* AVAILABLE RECORDS *
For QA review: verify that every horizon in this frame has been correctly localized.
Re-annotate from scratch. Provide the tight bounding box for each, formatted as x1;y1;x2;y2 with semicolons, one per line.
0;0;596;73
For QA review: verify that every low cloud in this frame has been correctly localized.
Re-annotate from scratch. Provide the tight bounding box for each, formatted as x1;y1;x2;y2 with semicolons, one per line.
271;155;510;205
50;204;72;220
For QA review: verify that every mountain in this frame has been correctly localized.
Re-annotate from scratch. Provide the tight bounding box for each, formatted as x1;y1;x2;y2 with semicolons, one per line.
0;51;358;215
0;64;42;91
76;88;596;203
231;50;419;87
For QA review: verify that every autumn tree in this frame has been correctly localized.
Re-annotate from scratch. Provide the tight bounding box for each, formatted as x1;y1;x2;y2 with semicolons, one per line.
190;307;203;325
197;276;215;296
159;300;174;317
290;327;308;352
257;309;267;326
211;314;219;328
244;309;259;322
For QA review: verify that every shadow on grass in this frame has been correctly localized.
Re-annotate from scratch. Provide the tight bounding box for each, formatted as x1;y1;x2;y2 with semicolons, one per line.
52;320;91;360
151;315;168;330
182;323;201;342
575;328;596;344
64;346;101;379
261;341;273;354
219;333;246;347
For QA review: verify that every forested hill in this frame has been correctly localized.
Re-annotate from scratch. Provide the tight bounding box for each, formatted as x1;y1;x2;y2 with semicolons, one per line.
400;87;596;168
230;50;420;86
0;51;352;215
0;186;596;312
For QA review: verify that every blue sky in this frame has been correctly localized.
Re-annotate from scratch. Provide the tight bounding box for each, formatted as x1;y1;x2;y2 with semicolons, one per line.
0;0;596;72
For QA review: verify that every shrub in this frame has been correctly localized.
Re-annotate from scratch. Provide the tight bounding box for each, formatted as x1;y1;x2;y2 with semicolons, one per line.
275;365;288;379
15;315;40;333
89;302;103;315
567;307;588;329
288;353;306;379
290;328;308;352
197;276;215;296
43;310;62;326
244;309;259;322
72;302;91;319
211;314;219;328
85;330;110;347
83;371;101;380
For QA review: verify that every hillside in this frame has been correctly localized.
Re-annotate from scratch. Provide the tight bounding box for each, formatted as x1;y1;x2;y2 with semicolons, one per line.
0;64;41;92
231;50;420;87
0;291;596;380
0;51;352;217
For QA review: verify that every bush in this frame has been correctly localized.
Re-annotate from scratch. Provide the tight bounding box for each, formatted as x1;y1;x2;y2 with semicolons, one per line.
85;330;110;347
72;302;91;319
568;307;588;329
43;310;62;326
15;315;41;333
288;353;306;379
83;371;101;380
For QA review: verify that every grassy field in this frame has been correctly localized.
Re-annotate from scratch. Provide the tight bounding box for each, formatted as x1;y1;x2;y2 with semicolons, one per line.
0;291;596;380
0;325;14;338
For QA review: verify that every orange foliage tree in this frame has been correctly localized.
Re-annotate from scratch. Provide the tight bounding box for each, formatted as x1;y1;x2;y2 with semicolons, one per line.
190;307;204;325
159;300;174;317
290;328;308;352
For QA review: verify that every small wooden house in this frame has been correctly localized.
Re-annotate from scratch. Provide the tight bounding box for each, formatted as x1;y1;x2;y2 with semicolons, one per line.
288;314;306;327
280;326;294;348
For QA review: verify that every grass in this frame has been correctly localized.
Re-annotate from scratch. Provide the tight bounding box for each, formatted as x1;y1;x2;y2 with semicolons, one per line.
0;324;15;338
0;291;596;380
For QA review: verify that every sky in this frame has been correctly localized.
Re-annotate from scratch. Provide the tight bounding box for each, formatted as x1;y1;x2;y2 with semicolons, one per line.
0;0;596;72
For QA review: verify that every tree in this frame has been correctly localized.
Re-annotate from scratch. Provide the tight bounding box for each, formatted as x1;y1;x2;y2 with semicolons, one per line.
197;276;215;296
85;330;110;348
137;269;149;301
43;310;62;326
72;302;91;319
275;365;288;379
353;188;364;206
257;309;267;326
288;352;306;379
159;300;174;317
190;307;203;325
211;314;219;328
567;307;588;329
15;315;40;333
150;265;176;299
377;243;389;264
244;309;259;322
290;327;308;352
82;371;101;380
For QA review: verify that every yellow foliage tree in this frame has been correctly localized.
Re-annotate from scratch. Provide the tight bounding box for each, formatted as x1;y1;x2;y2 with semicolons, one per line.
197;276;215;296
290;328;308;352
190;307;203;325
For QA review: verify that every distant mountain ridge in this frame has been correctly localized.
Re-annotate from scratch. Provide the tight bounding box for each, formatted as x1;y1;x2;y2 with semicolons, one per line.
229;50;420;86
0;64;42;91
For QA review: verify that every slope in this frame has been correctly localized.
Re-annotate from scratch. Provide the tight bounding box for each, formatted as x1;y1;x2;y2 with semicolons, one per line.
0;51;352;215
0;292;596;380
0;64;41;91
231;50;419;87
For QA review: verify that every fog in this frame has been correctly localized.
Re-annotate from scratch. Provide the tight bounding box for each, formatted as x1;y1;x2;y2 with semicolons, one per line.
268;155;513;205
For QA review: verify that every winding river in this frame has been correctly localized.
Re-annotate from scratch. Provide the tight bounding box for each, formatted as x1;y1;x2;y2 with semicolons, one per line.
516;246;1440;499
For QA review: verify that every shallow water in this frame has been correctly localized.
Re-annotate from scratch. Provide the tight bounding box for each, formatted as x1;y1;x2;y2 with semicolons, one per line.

* DIRECTION *
Extract each line of the material above that contains the string "mountain", treating uppercase and lowercase as different.

* PROBLEM SOLUTION *
For QA review: verify that every mountain in this frame has been correctly localized.
For QA review: verify that every distant mountain ridge in this frame has been correctly localized.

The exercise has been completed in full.